■ ASSIGNMENT
If a line in the records below contains the word "bird", copy it.

■ DATA FOR THIS EXERCISE
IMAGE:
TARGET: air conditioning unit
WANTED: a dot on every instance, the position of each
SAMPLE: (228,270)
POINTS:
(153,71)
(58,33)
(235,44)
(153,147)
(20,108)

--

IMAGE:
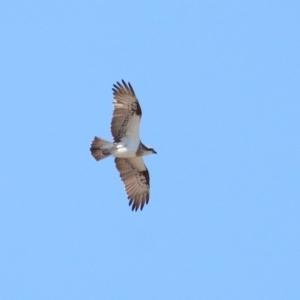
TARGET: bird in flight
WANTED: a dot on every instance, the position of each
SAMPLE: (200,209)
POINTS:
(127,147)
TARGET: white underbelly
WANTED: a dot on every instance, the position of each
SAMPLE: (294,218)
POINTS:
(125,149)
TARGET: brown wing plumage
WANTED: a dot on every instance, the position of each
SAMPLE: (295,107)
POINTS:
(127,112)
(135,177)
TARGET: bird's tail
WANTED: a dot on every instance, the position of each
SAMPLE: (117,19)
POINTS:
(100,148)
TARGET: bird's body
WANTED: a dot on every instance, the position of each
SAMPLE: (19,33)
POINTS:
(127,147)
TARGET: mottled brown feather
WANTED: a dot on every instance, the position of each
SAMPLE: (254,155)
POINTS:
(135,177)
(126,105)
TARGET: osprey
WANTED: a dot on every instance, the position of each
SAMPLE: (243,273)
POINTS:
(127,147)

■ OUTPUT FOR THIS TASK
TARGET: bird in flight
TARGET: bird's tail
TARGET: bird's body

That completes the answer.